Goal – Repeat the lines beginning at the one with "of the grassy" and running to the end of the material, keeping the first and last of them, exactly as they appear.

[begin Data to use]

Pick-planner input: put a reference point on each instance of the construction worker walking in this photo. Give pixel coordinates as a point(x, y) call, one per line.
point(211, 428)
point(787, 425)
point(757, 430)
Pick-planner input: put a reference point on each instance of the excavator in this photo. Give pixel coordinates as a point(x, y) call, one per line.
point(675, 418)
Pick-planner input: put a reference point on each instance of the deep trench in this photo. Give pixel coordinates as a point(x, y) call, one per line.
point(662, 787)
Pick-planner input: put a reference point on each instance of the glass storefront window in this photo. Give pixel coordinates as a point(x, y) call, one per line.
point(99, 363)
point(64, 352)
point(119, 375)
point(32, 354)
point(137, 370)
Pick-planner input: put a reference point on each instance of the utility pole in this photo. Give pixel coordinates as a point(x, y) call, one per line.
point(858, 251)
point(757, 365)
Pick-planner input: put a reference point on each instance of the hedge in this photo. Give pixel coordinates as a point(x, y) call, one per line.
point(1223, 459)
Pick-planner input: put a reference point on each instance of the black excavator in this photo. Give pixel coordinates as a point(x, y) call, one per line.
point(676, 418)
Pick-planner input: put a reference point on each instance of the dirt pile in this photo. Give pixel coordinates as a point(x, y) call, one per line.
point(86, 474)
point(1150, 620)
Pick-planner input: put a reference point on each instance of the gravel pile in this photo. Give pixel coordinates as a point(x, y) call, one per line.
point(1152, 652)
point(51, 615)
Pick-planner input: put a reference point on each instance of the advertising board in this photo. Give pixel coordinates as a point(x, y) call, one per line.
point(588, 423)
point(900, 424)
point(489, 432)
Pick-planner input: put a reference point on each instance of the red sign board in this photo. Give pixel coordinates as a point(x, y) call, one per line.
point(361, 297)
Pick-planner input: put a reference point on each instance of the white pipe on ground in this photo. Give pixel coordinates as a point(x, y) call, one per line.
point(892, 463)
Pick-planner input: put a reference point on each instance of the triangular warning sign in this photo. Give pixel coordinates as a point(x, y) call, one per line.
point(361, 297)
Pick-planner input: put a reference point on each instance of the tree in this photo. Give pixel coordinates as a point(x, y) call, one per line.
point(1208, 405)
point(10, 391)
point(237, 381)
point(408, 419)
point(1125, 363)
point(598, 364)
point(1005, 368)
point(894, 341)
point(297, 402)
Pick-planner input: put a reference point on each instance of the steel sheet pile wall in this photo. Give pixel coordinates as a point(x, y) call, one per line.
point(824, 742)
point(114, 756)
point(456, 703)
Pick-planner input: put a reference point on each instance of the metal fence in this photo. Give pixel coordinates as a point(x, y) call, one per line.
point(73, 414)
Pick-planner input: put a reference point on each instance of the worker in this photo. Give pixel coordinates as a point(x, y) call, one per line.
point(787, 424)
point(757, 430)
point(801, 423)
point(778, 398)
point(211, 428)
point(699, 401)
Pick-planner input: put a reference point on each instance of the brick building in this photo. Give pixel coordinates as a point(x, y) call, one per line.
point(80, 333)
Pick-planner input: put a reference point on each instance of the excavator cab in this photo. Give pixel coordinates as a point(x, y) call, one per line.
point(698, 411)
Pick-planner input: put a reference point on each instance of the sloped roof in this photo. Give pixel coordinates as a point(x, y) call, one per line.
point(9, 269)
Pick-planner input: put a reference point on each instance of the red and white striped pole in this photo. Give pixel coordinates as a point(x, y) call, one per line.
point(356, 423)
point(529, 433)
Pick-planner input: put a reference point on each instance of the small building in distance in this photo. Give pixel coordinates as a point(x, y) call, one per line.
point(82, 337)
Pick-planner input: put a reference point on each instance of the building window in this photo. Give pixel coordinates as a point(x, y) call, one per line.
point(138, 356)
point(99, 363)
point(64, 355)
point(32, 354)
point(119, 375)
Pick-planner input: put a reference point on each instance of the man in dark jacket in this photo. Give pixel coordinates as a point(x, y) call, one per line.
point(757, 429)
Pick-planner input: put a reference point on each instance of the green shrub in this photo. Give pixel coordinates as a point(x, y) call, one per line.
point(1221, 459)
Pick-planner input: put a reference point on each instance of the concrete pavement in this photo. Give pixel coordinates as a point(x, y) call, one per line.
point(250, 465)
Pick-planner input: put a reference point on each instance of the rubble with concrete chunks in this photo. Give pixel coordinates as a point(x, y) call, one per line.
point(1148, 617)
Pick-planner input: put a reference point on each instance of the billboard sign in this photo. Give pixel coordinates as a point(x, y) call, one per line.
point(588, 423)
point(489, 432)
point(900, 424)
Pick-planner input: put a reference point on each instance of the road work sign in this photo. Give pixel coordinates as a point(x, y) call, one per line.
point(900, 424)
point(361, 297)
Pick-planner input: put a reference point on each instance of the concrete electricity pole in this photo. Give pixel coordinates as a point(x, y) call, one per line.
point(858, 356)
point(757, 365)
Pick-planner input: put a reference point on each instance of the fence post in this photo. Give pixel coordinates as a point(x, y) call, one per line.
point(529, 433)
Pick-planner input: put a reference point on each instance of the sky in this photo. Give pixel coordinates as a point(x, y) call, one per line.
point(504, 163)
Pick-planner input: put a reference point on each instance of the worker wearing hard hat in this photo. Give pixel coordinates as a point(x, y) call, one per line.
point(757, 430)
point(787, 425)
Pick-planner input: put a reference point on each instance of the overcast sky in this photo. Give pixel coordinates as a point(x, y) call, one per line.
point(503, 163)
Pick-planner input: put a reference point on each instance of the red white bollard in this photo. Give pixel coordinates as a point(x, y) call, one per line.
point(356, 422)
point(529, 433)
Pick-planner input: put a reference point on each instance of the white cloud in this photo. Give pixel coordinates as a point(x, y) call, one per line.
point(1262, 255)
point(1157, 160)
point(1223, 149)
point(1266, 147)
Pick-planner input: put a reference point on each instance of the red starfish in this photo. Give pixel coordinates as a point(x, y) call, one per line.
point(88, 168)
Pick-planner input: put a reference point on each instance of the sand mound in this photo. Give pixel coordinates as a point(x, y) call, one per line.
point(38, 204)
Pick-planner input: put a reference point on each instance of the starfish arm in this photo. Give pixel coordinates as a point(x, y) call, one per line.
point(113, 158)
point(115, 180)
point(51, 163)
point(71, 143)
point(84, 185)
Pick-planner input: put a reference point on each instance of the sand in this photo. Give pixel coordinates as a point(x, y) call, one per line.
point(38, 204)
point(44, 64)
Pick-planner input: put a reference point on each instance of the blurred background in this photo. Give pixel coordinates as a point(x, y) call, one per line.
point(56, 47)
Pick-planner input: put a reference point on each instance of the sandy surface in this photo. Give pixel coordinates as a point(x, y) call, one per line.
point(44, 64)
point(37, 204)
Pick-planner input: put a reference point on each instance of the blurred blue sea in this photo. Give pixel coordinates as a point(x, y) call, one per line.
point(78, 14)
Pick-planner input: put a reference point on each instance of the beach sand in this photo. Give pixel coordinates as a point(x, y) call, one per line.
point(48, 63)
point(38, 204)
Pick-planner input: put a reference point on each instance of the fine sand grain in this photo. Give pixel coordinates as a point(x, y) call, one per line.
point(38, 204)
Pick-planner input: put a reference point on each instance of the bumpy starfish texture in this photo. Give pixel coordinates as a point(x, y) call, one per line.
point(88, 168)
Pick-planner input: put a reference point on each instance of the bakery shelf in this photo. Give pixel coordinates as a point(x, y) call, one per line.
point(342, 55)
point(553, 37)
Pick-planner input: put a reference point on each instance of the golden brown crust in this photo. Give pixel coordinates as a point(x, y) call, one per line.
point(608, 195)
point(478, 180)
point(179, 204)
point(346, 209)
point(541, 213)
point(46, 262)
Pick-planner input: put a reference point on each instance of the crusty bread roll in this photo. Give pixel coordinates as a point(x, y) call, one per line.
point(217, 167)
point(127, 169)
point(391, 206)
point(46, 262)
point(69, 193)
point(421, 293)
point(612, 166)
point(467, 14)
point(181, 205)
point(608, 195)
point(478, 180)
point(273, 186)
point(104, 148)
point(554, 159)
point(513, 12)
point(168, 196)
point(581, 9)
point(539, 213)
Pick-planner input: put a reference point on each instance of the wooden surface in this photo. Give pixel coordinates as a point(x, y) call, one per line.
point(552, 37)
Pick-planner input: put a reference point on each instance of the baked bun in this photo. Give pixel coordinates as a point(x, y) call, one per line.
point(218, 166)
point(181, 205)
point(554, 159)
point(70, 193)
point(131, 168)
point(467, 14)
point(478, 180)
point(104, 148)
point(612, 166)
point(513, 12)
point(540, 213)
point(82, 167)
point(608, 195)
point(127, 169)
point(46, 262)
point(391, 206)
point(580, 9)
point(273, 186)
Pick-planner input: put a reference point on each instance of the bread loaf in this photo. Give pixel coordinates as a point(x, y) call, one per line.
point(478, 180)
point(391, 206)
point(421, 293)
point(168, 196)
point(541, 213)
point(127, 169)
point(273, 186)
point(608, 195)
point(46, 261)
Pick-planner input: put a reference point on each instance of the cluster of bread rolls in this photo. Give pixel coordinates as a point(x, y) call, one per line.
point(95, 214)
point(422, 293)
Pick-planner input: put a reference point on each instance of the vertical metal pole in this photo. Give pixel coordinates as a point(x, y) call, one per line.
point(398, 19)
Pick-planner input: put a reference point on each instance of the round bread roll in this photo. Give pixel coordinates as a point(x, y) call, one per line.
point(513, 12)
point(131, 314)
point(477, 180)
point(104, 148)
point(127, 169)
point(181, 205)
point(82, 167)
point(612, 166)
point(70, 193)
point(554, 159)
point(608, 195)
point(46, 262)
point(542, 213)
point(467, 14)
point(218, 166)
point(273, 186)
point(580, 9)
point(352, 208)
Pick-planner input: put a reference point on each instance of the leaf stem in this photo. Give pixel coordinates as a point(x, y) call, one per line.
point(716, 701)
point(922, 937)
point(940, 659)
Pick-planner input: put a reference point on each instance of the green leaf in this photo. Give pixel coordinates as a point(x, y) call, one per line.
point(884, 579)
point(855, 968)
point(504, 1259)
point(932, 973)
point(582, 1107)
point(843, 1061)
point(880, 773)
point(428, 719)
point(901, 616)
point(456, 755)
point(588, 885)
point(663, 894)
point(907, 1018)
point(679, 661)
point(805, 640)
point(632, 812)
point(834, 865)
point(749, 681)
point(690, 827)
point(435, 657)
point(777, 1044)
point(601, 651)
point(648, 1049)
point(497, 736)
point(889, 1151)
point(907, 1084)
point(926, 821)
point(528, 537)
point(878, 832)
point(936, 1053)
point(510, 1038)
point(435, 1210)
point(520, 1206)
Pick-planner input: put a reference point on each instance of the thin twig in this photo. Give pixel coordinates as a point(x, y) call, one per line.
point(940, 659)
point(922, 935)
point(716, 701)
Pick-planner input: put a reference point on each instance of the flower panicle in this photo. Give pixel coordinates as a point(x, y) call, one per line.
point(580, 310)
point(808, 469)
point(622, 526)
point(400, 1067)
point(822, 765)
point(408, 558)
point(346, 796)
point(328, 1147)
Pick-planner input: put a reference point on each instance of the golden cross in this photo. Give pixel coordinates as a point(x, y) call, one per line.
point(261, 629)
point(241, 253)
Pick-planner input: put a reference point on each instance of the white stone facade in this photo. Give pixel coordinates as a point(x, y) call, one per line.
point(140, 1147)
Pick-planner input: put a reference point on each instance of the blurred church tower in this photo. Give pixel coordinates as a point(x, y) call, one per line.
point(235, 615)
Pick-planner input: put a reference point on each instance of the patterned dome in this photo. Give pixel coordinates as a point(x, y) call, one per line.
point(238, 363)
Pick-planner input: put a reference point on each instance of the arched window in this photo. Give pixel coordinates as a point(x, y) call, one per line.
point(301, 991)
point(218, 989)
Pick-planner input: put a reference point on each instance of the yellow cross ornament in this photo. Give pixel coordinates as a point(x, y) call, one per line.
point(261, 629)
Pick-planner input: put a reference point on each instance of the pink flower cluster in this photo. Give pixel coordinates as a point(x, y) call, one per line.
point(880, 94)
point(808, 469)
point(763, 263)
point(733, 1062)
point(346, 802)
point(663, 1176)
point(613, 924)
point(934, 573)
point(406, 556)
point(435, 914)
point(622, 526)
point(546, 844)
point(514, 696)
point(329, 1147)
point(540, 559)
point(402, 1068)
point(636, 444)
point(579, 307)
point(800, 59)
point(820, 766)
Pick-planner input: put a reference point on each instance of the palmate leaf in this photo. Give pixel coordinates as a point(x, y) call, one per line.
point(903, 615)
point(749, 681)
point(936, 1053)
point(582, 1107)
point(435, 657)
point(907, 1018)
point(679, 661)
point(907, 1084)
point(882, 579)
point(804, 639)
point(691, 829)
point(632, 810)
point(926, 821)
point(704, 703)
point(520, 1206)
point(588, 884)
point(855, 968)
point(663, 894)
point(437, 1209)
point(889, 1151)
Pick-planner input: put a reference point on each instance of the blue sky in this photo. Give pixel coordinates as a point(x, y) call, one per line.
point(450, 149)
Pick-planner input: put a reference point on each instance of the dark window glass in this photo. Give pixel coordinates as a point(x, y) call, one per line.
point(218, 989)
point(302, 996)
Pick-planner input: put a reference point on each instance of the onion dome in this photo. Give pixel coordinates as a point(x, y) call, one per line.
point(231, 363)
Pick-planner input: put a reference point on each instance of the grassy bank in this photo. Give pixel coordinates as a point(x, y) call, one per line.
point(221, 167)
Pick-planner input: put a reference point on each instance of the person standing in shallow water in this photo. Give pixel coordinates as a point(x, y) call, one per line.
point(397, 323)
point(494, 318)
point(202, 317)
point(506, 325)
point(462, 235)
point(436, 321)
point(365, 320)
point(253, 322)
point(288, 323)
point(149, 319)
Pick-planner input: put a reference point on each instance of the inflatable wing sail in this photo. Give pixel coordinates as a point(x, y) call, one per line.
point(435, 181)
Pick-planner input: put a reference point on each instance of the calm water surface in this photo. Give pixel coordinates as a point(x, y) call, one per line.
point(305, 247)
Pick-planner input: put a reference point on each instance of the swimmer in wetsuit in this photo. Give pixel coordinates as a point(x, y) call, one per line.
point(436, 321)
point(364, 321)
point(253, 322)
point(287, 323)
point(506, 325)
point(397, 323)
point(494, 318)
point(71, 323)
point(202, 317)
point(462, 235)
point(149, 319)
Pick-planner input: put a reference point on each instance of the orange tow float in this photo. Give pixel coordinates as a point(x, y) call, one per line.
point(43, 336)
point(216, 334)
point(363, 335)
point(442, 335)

[end Data to use]

Task answer –
Pick-planner input: put a reference point on each instance of the grassy bank in this photo. Give pixel coordinates as a point(x, y) call, one per line.
point(221, 167)
Pick-planner input: put a reference point on each instance of the person standing in shallow water in this photo. Give pixel coordinates as a point(x, y) call, one per line.
point(397, 323)
point(494, 318)
point(202, 317)
point(506, 325)
point(462, 235)
point(436, 321)
point(365, 320)
point(253, 322)
point(288, 323)
point(149, 319)
Pick-planner input: put a reference point on each instance of the inflatable wing sail in this photo. Give pixel coordinates as a point(x, y) call, one per line.
point(435, 181)
Pick-planner input: put a reference point on each instance of the calm water surface in this photo. Give pixel coordinates as a point(x, y) call, one per line.
point(305, 247)
Pick-planner input: put a reference point on each instance of the swimmer in wetsuit in this photo. Give pixel coordinates as a point(x, y) call, one per line.
point(436, 321)
point(364, 321)
point(253, 322)
point(287, 323)
point(506, 325)
point(397, 323)
point(494, 318)
point(71, 323)
point(202, 317)
point(462, 235)
point(149, 319)
Pick-planner input: put a reference point on each instance of the orange tow float in this photo. Give pixel coordinates as a point(x, y) call, one per line.
point(43, 336)
point(216, 334)
point(363, 335)
point(442, 335)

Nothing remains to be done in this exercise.